▶ **EXCERPTED RECORDS**
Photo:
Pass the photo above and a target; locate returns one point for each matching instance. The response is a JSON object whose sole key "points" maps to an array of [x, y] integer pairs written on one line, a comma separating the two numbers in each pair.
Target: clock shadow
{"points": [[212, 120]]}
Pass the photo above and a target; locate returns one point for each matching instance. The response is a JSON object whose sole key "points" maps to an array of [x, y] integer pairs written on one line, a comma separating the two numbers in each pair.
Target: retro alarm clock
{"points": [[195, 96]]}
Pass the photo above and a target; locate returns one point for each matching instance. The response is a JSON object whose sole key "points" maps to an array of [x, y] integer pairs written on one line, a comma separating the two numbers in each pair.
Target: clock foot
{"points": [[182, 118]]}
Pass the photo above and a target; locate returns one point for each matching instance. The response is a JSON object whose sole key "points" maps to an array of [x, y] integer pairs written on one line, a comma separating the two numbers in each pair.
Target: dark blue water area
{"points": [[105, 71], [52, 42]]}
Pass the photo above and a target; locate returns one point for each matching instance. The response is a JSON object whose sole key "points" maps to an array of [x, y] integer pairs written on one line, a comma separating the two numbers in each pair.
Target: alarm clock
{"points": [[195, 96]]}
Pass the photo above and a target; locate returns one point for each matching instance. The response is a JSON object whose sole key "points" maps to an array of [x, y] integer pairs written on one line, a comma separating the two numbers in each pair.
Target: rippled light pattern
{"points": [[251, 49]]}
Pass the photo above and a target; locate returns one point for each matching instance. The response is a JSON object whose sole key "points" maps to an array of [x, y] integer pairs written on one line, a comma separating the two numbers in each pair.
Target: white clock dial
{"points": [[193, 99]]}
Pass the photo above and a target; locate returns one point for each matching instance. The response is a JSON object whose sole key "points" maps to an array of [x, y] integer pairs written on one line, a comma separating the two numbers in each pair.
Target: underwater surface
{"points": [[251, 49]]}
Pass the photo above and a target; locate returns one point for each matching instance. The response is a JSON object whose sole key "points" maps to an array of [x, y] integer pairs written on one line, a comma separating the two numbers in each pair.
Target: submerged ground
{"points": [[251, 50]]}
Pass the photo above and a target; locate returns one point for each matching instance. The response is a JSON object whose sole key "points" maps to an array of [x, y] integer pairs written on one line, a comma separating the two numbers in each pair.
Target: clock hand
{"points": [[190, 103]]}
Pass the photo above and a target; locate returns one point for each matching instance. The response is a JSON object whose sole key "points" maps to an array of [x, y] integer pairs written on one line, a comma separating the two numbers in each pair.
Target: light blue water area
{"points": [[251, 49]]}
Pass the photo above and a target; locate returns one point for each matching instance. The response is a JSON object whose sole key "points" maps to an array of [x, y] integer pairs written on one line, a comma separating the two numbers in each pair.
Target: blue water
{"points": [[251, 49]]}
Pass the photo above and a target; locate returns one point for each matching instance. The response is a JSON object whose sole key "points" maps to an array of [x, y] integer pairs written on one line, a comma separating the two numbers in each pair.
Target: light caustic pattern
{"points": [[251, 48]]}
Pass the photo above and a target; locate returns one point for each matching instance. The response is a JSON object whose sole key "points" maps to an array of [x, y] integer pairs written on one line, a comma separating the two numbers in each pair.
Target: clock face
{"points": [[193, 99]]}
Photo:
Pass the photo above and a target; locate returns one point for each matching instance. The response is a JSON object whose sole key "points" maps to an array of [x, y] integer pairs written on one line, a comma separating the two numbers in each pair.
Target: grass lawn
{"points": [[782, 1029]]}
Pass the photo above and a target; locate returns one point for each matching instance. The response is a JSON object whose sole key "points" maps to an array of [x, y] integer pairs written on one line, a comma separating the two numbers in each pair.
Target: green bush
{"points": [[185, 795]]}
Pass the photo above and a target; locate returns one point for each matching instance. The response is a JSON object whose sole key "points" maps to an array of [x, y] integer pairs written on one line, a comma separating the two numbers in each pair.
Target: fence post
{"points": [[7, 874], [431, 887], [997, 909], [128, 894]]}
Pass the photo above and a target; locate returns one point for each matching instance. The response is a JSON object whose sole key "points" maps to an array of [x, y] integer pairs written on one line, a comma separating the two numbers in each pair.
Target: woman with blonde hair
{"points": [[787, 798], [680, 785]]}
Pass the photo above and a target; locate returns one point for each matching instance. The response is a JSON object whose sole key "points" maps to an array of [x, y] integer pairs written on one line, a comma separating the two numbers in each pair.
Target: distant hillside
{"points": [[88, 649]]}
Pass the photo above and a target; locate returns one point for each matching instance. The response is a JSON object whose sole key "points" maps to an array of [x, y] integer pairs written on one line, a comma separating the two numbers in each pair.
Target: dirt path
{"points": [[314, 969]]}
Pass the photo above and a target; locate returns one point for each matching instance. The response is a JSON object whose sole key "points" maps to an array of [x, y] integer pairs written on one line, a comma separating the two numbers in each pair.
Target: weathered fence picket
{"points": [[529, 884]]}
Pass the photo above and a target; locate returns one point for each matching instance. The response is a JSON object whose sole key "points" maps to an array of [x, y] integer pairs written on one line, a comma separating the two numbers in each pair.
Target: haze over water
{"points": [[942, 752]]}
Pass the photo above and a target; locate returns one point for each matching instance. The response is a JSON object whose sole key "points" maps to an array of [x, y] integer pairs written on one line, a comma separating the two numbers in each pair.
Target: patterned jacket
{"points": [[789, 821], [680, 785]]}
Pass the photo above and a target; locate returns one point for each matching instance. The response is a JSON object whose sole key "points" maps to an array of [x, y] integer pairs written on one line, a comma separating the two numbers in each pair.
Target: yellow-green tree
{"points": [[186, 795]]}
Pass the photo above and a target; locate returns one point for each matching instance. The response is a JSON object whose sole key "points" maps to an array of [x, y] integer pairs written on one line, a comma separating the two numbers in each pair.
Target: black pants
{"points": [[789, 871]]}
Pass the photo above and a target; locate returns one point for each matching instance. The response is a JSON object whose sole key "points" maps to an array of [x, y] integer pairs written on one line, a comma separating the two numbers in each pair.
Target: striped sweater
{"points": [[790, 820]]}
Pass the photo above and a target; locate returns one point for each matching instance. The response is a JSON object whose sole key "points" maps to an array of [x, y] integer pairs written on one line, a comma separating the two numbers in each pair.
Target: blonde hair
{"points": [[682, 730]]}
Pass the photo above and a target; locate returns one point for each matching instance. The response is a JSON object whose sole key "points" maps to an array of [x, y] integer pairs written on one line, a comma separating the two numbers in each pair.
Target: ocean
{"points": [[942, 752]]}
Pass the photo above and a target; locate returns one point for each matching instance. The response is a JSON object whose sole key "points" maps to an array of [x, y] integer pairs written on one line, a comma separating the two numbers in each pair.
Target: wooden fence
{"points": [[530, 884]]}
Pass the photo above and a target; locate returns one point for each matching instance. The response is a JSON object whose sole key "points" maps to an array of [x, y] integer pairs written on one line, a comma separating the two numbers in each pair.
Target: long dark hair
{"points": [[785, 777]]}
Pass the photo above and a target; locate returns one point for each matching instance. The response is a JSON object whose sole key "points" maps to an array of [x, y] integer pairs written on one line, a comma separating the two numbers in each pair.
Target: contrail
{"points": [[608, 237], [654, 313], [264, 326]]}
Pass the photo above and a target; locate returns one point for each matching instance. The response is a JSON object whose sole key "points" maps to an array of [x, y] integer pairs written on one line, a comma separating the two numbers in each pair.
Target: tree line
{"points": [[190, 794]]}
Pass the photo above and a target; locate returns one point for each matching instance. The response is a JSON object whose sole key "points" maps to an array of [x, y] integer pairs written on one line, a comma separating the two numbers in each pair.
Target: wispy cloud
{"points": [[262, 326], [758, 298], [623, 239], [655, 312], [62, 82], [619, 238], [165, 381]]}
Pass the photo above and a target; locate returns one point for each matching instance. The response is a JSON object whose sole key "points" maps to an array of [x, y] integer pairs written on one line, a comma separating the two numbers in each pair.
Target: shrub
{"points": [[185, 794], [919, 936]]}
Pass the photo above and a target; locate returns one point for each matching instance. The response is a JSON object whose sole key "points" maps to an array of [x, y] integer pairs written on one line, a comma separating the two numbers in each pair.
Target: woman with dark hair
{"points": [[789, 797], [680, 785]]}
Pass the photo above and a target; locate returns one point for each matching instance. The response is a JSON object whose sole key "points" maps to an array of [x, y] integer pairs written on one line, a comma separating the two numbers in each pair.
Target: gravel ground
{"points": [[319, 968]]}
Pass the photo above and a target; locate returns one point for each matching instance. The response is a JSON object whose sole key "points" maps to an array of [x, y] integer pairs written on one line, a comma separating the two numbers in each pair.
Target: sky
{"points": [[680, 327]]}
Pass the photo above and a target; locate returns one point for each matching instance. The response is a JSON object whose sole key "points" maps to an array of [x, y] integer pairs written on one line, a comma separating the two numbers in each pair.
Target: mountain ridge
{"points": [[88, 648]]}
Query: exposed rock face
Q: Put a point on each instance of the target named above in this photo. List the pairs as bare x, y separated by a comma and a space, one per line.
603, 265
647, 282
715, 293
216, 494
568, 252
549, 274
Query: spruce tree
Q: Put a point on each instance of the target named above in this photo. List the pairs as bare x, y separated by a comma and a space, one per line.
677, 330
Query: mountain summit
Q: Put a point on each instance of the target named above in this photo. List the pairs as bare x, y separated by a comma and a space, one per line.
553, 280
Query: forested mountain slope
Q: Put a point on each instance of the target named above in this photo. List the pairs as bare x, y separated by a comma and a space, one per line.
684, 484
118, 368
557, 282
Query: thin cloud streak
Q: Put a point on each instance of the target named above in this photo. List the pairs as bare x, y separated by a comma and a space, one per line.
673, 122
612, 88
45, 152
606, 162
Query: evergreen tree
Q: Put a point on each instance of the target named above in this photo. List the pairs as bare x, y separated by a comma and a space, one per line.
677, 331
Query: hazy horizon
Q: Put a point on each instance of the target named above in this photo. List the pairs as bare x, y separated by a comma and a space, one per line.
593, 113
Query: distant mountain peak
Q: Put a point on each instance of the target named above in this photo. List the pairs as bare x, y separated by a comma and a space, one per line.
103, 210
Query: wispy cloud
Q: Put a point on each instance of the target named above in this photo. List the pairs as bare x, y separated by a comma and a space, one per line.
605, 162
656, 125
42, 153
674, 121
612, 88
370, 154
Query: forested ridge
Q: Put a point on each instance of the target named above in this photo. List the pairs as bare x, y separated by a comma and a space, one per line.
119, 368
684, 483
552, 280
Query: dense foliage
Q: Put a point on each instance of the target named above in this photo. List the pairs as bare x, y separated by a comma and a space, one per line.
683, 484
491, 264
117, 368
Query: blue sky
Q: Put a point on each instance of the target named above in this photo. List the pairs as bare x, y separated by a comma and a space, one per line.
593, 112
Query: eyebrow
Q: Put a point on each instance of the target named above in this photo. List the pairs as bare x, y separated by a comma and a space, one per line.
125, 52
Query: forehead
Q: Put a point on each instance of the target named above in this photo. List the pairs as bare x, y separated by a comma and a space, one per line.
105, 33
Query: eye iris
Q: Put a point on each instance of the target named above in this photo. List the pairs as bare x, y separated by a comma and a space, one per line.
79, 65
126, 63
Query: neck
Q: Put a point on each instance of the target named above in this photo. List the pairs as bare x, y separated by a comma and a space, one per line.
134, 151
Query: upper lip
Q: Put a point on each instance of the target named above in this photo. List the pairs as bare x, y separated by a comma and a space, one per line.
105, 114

▶ **THE REQUEST**
Find the line with "Query: dense foliage" in the listing above, then write out that line and each remaining line exactly, with no other text.

▶ **SOLUTION TO THE PROBLEM**
Query: dense foliage
Q: Put a point on each instance of the target named above in this photo. List the pairs as bare x, y separated by a comma and a space, one per line.
683, 484
491, 264
117, 368
Query: blue sky
Q: Put a point on each instance of the target named above in this photo. List the pairs as bare x, y separated by a comma and a space, one per line.
593, 112
Query: eyebrow
Q: Put a point on each instance of the target named above in this photo. List the pairs as bare x, y separated by a comma and a space, one per line.
125, 52
Query: forehead
Q: Put a point on each instance of the target named above in this photo. List the pairs as bare x, y separated by a comma and a space, one per line.
105, 33
Query: eye iris
Q: Put a point on each instance of the target named above in this photo. List the pairs as bare x, y separated by a comma and a space, one per line.
79, 65
126, 63
Query: neck
Q: Put a point on each instance of the target named above in this photo. List the pairs as bare x, y separated by a comma and a space, one per line.
134, 151
Query: upper lip
Q: Put a point on each instance of the target named above in this photo. List the pairs as bare x, y separated by a comma and a space, one per line.
105, 114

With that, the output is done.